== Texte fourni ==

Ouvrir une guest-house en Inde, mode d’emploi

Ouvrir une guest-house typique ou un hôtel de charme dans un quartier pittoresque… C’est l’une des options préférées des candidats au changement de vie. Certain(e)s finissent par sauter le pas, comme Clara Kanner, co-fondatrice avec Coraline Joveneaux, de Bed & Chaï, une guest-house de charme à Delhi.

Coraline Joveneaux et Clara Kanner

Coraline Joveneaux et Clara Kanner

Au départ, ce n’est pas très compliqué….

Avant de se lancer, insiste Clara « il faut avoir vécu en Inde. Entreprendre ici, c’est possible, mais complexe. Il faut voyager, comprendre le système, sinon tout est plus long et beaucoup plus compliqué. Il faut rester très ouvert à cette culture complètement différente de la nôtre. Impossible de se repérer par rapport à la France, rien n’est pareil».

 

On peut commencer avec un capital assez bas, à condition d’être bien accompagné par un bon expert-comptable (chartered accountant ou CA) qui aura un rôle capital pour monte le projet. La comptabilité en Inde est très différente de la France : tous les comptables ont une double comptabilité pour les entreprises. Ça permet d’ajuster les choses en cas de besoin.

===

* _Énoncé du problème_
Transcrivez le passage du texte fourni qui va de « Ouvrir une guest-house en » à « charme à Delhi. », ces deux extraits compris.

== Entrées fournies ==

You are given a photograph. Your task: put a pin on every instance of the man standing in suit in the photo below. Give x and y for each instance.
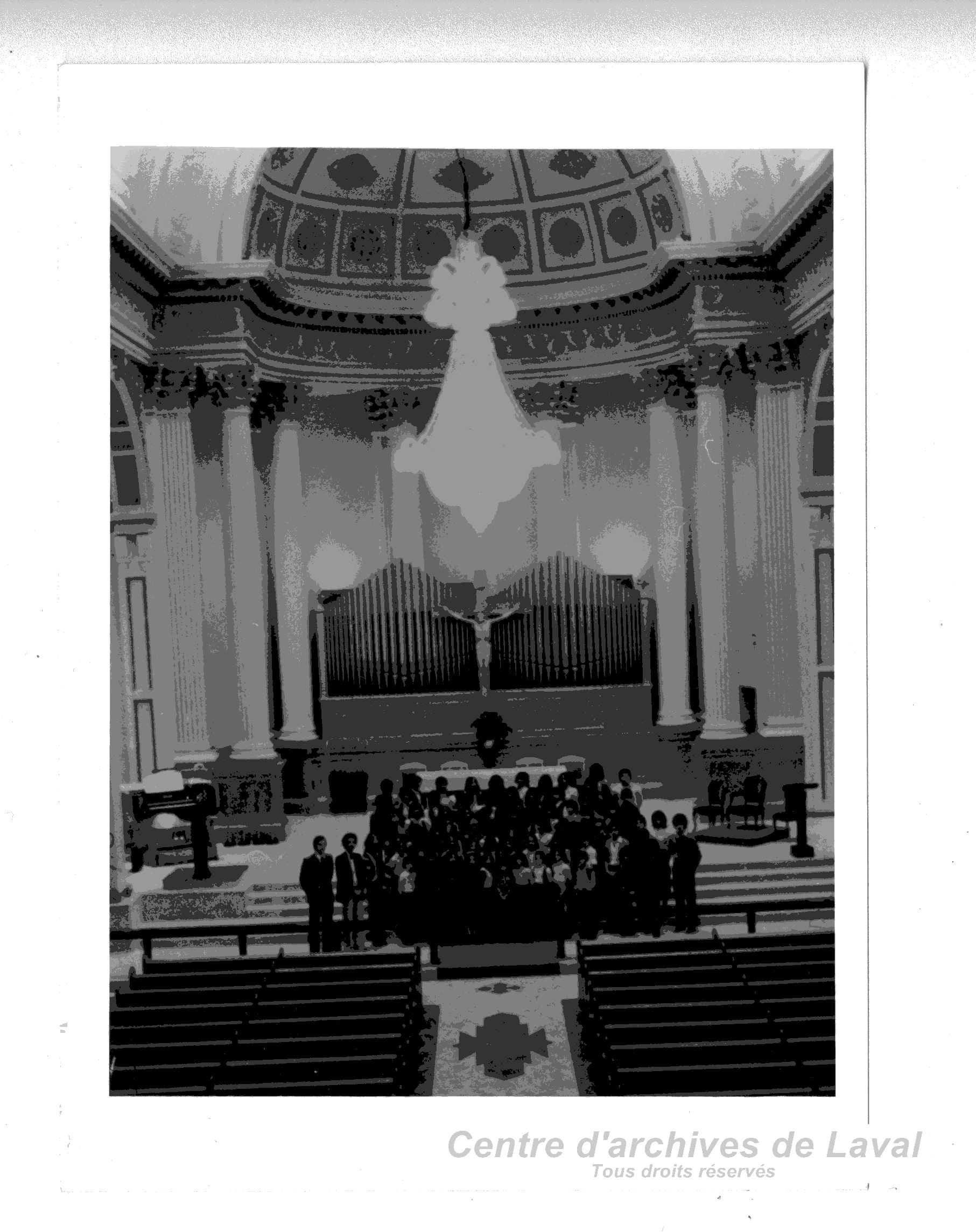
(316, 881)
(353, 876)
(687, 859)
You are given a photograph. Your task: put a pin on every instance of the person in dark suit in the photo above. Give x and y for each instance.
(353, 877)
(316, 881)
(687, 858)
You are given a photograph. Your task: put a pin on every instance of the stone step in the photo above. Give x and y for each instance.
(273, 900)
(275, 912)
(762, 872)
(774, 890)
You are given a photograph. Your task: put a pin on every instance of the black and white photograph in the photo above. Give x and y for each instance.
(474, 689)
(487, 613)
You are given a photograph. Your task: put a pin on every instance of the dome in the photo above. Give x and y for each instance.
(561, 223)
(361, 229)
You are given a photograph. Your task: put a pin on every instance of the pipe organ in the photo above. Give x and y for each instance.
(574, 626)
(392, 635)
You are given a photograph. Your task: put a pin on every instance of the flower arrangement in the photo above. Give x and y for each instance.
(491, 736)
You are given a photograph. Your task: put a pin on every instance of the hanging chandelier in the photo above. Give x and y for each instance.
(479, 449)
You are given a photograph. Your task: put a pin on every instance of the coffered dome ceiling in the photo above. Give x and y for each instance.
(363, 228)
(565, 223)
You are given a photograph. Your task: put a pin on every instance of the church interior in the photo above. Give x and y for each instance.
(478, 504)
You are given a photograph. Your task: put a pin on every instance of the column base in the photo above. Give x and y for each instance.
(302, 736)
(777, 726)
(253, 751)
(189, 757)
(802, 850)
(721, 730)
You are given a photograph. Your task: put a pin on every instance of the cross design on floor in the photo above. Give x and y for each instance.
(503, 1046)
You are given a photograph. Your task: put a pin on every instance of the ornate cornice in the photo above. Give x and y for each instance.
(720, 297)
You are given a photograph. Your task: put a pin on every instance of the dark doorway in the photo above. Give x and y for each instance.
(747, 709)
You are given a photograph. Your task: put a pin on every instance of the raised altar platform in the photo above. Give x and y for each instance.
(609, 725)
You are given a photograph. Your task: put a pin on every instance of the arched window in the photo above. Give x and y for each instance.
(823, 406)
(125, 478)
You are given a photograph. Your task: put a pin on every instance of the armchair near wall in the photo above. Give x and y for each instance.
(715, 811)
(752, 794)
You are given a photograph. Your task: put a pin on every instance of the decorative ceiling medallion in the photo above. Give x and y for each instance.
(621, 226)
(311, 233)
(502, 243)
(574, 164)
(455, 180)
(353, 172)
(367, 244)
(565, 238)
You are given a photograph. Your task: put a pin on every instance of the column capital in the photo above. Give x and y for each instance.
(168, 389)
(777, 363)
(673, 385)
(386, 408)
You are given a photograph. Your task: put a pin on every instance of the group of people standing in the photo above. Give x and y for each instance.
(504, 864)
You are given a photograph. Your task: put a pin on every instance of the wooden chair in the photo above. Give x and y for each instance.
(753, 801)
(794, 801)
(715, 811)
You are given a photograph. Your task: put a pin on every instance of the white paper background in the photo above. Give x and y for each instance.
(339, 1160)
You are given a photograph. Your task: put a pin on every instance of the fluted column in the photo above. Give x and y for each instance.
(247, 587)
(721, 719)
(777, 417)
(670, 544)
(169, 450)
(291, 589)
(407, 529)
(555, 530)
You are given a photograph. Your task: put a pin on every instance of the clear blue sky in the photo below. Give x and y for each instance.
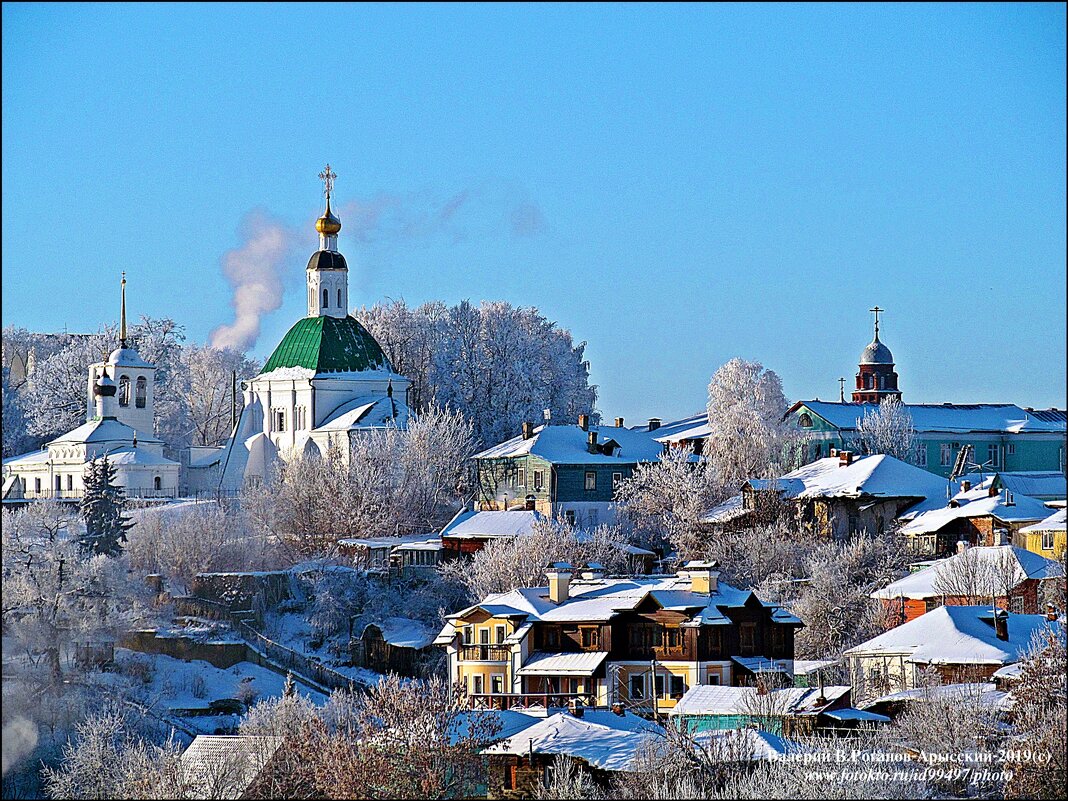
(676, 185)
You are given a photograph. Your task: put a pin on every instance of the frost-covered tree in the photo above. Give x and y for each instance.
(888, 429)
(403, 739)
(749, 438)
(392, 482)
(181, 542)
(104, 509)
(104, 759)
(835, 600)
(1039, 716)
(204, 383)
(16, 439)
(52, 594)
(664, 501)
(497, 363)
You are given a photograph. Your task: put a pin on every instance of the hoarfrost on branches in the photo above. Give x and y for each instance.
(749, 436)
(497, 363)
(888, 429)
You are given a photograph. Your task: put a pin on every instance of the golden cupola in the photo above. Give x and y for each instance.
(328, 224)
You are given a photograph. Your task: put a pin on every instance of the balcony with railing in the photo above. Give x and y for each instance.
(484, 653)
(531, 700)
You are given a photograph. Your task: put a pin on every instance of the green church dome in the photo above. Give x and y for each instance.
(328, 345)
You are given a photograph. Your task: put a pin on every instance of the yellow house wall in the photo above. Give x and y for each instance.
(1033, 542)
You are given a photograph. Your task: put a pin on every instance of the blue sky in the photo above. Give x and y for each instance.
(676, 185)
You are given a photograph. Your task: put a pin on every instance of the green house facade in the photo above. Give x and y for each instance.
(567, 471)
(1003, 437)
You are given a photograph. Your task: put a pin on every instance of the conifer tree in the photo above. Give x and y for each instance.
(104, 507)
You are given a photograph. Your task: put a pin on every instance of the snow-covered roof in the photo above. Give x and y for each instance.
(34, 457)
(1033, 483)
(956, 635)
(1009, 672)
(948, 418)
(584, 663)
(850, 713)
(223, 766)
(601, 599)
(103, 430)
(600, 745)
(566, 444)
(138, 456)
(403, 632)
(987, 693)
(741, 744)
(763, 664)
(804, 666)
(989, 560)
(877, 475)
(729, 509)
(488, 524)
(692, 427)
(374, 543)
(718, 700)
(365, 412)
(1053, 522)
(1023, 509)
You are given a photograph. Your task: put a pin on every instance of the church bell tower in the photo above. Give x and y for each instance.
(876, 378)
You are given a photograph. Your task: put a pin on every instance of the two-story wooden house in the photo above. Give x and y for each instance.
(567, 471)
(641, 642)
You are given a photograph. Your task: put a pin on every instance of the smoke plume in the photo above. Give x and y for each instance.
(255, 270)
(19, 739)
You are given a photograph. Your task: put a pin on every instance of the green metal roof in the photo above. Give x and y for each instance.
(328, 345)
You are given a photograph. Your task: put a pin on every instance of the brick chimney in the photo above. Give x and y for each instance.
(704, 579)
(1001, 624)
(593, 570)
(560, 579)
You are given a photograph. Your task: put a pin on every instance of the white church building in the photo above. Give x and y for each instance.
(119, 425)
(327, 380)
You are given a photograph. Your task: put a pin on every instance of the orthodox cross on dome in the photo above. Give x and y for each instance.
(327, 176)
(877, 312)
(122, 315)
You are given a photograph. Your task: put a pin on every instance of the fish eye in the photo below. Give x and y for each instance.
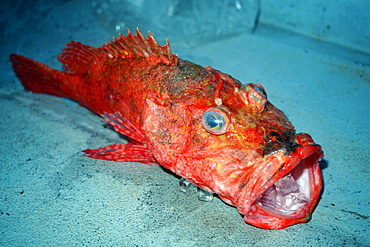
(259, 89)
(215, 121)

===

* _Résultat de la tâche_
Ouvrir une guest-house en Inde, mode d’emploi

Ouvrir une guest-house typique ou un hôtel de charme dans un quartier pittoresque… C’est l’une des options préférées des candidats au changement de vie. Certain(e)s finissent par sauter le pas, comme Clara Kanner, co-fondatrice avec Coraline Joveneaux, de Bed & Chaï, une guest-house de charme à Delhi.